* **What you need to do**:
Reproduce the records below word for word, with nothing changed or left out.

Stored entries:

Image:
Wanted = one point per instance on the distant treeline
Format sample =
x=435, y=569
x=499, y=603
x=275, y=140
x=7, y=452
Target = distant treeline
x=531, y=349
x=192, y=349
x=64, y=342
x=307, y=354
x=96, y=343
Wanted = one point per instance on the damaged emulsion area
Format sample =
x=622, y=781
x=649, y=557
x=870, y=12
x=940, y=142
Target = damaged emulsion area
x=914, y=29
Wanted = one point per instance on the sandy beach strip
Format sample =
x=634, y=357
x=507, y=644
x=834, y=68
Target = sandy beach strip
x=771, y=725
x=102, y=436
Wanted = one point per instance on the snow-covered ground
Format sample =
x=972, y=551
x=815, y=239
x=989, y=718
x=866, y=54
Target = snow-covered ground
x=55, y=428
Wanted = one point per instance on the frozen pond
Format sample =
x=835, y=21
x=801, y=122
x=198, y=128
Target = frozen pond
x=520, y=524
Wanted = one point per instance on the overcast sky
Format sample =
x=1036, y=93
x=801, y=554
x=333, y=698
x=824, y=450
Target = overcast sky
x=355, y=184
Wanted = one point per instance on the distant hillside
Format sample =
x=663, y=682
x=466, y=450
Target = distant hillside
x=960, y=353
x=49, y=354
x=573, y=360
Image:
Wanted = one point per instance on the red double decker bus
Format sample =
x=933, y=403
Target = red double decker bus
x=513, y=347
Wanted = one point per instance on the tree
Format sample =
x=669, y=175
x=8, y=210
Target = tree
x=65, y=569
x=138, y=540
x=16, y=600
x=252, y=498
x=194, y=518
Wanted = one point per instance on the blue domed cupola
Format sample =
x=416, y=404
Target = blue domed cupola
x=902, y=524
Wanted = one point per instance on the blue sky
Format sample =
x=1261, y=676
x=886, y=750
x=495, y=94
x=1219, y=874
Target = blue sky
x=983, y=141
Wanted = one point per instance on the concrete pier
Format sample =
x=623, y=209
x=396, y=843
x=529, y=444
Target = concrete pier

* **Answer to the task**:
Image:
Wanted = one point per instance on the distant treeline
Format sample =
x=435, y=569
x=499, y=603
x=275, y=140
x=7, y=452
Target = distant treeline
x=531, y=349
x=192, y=349
x=64, y=342
x=307, y=354
x=96, y=343
Wanted = one point per instance on the damaged emulsion area
Format sample =
x=622, y=781
x=649, y=557
x=870, y=12
x=940, y=142
Target = damaged emulsion area
x=914, y=29
Wanted = one point per instance on the sandy beach strip
Format sample =
x=634, y=357
x=507, y=644
x=834, y=68
Target = sandy beach strip
x=771, y=725
x=102, y=436
Wanted = one point per instance on the snow-covered ground
Format sample =
x=972, y=551
x=815, y=239
x=989, y=718
x=866, y=54
Target = snow-covered ground
x=55, y=428
Wanted = one point per instance on the frozen pond
Format sample =
x=835, y=21
x=801, y=122
x=198, y=128
Target = frozen pond
x=520, y=524
Wanted = one point per instance on the overcast sky
Format sample =
x=1036, y=93
x=801, y=554
x=333, y=698
x=824, y=450
Target = overcast sky
x=355, y=184
Wanted = one point per instance on the distant hillside
Format sample =
x=663, y=682
x=466, y=450
Target = distant hillside
x=960, y=353
x=49, y=354
x=573, y=360
Image:
Wanted = one point per instance on the red double decker bus
Format sample =
x=933, y=403
Target = red double decker bus
x=513, y=347
Wanted = one point per instance on the tree
Format sample =
x=669, y=175
x=8, y=210
Target = tree
x=65, y=569
x=138, y=540
x=16, y=600
x=252, y=498
x=194, y=518
Wanted = one point per instance on the blue domed cupola
Format sample =
x=416, y=404
Target = blue domed cupola
x=902, y=524
Wanted = one point per instance on the blue sky
Format sample =
x=1261, y=676
x=886, y=750
x=495, y=94
x=1219, y=874
Target = blue sky
x=983, y=141
Wanted = one point per instance on the concrete pier
Format sample =
x=623, y=209
x=396, y=843
x=529, y=444
Target = concrete pier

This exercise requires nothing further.